Document segment =
+ + + +

MedPAC releases 2011 report to Congress

On June 15, the Medicare Payment Advisory Commission (MedPAC) released its annual "Report to the Congress: Medicare and the Health Care Delivery System." This report examines several issues within Medicare itself, as well as aspects of the broader health care system.

The report addresses two fundamental problems with the current sustainable growth rate (SGR) system. The first being the design of the SGR as a strict budgetary tool, with no mechanism for influencing provider performance toward improved care and prudent use of resources. The second problem relates to the cost of replacing or restructuring the SGR.

For 2012, a 30 percent reduction in physician fee schedule payments is predicted, unless Congress intervenes. The Commission is concerned that the magnitude of this payment reduction, coupled with repeated short-term “fixes” to prevent a fee schedule cut, undermine provider and patient confidence in Medicare and raise concerns about access to care.

The Commission is considering a range of policy issues to replace the SGR with a different payment structure that would implement modest annual updates, improve accuracy of fee schedule payments, shift resources from procedural to cognitive services, realign payments to support quality of care, identify overpriced services and develop new payment models that focus on population health and coordination of care — such as bundling, ACOs and medical homes.

The report also builds on the Commission’s previous recommendations to improve payment accuracy and appropriate use of ancillary services, and calls for Congress to implement policy changes to reduce a provider’s financial incentives to order and perform imaging and other diagnostic services in office.

+ + + +

Tasks and exercises =
1 - Translate this sentence from the article on the MedPAC report into Spanish: "This report examines several issues within Medicare itself, as well as aspects of the broader health care system."
2 - Reproduce the passage of the article on the MedPAC report that opens with "For 2012, a" and closes with "access to care.", substituting "25 percent" for "30 percent".

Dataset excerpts
+ + + +

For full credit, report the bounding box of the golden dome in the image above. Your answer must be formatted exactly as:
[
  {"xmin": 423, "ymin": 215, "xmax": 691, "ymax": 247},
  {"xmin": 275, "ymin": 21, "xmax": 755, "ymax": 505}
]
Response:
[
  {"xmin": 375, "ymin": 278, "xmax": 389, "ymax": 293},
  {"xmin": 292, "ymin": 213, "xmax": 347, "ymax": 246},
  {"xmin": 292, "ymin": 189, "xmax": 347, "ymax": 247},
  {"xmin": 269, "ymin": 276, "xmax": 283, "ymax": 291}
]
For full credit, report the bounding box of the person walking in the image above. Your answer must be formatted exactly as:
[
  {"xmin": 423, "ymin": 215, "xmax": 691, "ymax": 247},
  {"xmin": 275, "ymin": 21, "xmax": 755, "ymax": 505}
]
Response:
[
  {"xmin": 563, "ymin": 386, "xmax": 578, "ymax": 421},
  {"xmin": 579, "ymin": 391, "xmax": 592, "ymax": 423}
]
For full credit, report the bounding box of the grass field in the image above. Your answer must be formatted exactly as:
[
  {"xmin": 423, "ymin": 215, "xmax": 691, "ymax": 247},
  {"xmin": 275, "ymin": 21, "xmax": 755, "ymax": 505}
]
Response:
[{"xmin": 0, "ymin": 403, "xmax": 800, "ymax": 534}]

+ + + +

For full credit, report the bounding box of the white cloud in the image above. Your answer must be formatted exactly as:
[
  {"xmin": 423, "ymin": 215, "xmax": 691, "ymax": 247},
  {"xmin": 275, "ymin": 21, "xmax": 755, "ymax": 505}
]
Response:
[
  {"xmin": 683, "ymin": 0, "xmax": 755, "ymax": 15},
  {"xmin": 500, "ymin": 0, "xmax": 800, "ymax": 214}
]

+ + + +

Your written answers =
1 - Este informe examina varios asuntos dentro del propio Medicare, así como aspectos del sistema de atención médica en general.

2 -
For 2012, a 25 percent reduction in physician fee schedule payments is predicted, unless Congress intervenes. The Commission is concerned that the magnitude of this payment reduction, coupled with repeated short-term “fixes” to prevent a fee schedule cut, undermine provider and patient confidence in Medicare and raise concerns about access to care.